Reading text:
####################

The painting, from the artist's "blue period", was bought by the composer for pounds 18,045,500 at Sotheby's in New York and is the most expensive painting to have been sold at auction since 1990. He has lent it to the National Gallery for the next six months and for "three to four months" a year until the turn of the millennium.

The painting dates from 1903 and depicts Picasso's friend and fellow artist, Angel Fernandez de Soto, smoking and drinking in a Barcelona cafe. De Soto was described by Picasso as "an amusing wastrel".

A keen collector, Sir Andrew yesterday revealed why he had bought the painting for his Art Foundation and he also hinted at plans to open a collection of work he has bought, which includes Canaletto's Horseguards of the Parade, on which he spent around pounds 10m in 1992, and which is currently on loan to the Tate Gallery.

Sir Andrew said: "The Picasso was part of a jigsaw of which there are a lot of parts missing. Very good pictures don't come up on the market very often and I don't know of any others of this quality to have come up.

"I would like to have all my collection in one place one day but it would take tremendous organisation. In addition, a lot of the pieces have been with me since I was young and I like having them around me."

Sir Andrew also revealed that he had failed to buy the last major Picasso work on sale, Yo Picasso, when it was sold in 1989 for pounds 32m.

Neil MacGregor, director of the National Gallery, was delighted. He said: "It's one of the greatest portraits of one of the greatest artists of the twentieth century. It's a terribly generous loan."

####################

Data shown:

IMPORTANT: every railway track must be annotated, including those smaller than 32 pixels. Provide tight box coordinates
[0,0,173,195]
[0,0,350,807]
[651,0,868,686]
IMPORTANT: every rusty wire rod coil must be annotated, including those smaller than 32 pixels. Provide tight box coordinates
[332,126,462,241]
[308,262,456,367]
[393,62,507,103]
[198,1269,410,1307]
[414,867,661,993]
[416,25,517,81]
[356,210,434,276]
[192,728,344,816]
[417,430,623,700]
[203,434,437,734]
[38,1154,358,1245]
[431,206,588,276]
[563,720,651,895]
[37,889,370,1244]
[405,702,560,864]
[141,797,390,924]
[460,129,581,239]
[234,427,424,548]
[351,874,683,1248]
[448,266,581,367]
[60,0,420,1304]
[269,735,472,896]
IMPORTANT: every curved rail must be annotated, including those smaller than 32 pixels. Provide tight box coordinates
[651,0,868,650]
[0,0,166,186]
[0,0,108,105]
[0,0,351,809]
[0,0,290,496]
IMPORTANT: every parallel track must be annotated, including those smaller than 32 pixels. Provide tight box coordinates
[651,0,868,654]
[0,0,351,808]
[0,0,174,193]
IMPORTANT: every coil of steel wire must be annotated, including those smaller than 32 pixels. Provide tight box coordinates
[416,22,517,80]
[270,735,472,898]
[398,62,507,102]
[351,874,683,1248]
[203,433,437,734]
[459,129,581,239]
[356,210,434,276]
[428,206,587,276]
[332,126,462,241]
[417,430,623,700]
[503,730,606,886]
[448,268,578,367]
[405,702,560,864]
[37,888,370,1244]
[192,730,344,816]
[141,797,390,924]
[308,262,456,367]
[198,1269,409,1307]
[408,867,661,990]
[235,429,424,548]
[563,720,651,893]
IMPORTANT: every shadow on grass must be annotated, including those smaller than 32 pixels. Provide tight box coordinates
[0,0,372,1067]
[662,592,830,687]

####################

Short problem 1:
List every year given as a number in the article about the Picasso painting, in the order they appear.
Short problem 2:
Please print the records between the line holding "IMPORTANT: every rusty" and the line holding "[269,735,472,896]", inclusive.

Full response 1:
1990, 1903, 1992, 1989

Full response 2:
IMPORTANT: every rusty wire rod coil must be annotated, including those smaller than 32 pixels. Provide tight box coordinates
[332,126,462,241]
[308,262,456,367]
[393,62,507,103]
[198,1269,410,1307]
[414,867,661,993]
[416,25,517,81]
[356,210,434,276]
[192,728,344,816]
[417,430,623,700]
[203,434,437,734]
[38,1154,358,1245]
[431,206,588,276]
[563,720,651,895]
[37,889,370,1244]
[405,702,560,864]
[141,797,390,924]
[460,129,581,239]
[234,427,424,548]
[351,874,683,1248]
[448,266,581,367]
[60,0,420,1304]
[269,735,472,896]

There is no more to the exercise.